Tasks:
**A.** For the forge burner text below, decide whether each statement agrees with it: (i) the suggested forge chamber volumes per burner are firm requirements; (ii) the range of forge sizes, types, and designs is small; (iii) a well-built forge with a properly installed burner will likely beat the figures given. Answer yes or no for each, quoting the deciding words.
**B.** Carry the forge burner text below onward from its final sentence.
::: Passage given :::
Chamber Volumes VS. Burners
The various burner models I produce each have suggested applications, and some include suggested forge chamber volumes per burner, but they are, at best, only suggestions. I am often asked how big a chamber a given burner can heat, but I have to provide a rather vague answer. The variety of sizes, types, shapes, insulation types, designs, and quality of construction, found in various forges is all but limitless, and each factor has a profound impact on thermal efficiency, and how much space a given burner can effectively heat.
A few of the factors are type of
refractory, is there an ITC-100 coating on the interior, is there a
back pressure problem due to forge doors, the installation of the
burner, the shape of the chamber (round is far better than rectangular,
etc. If you
have a very well designed and constructed forge, have the burner
properly installed, have ITC-100 coating all interior surfaces, have
the right amount of exhaust volume opening, etc., you will almost
certainly improve upon the numbers I provide below.
::: Source data :::
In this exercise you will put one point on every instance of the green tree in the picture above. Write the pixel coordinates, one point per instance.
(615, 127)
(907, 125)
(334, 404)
:::
Answers for the exercise:
**A.**
(i) No: "they are, at best, only suggestions."
(ii) No: "is all but limitless"
(iii) Yes: "you will almost certainly improve upon the numbers I provide below."

**B.**
By "effectively heat" I mean that the forge will easily achieve forge-welding temperature, or a melting furnace will produce a melt in a reasonable time, reasonable being relative. Forge-welding temperature is the benchmark that all forges and burners should be rated against. There are a number of commercially produced forges that do not meet this benchmark, and therefore should not be considered for blacksmithing use. I need to add that the chamber size needs to be reasonable for shop use. A tiny burner might be able to heat a 10 cubic inch chamber to forge welding temperature, but that tiny space is not a useful volume for most shop needs. I will go through the various burners listed on my "products" page, and provide one or more suggested uses, and I will suggest chamber volumes where appropriate, but again, chamber volumes are only rough suggestions, and your particular forge may work best with more or less volume than I suggest.
This little burner is a wonderful preheating burner to preheat metals for arc welding. It will serve well for any hand torch needs where one of the little hardware store propane torches may be too "weak in the knees" to do the job asked of it. It is excellent for temper coloring decorative forged iron, and preheating for brass highlighting. For the guy/gal who wants nothing bigger than a bean can forge, this burner will allow him/her to build a significantly larger bean can forge than a store bought propane torch can heat.
A useful addition to all of these burners when using them as hand torches is this simple to make angle iron handle. The size of angle iron to use will be dictated to some degree by the size of the burner tube, but generally 1 x 1/8 equal leg angle will work well. This one is shown mounted on the 3/8 Rocket Hand Torch. Besides the usual metalwork applications, Ron Reil used this one to remove all the old asphalt tile from a house he was upgrading to sell in Boise, Idaho, just one of the countless uses these torches can be put to.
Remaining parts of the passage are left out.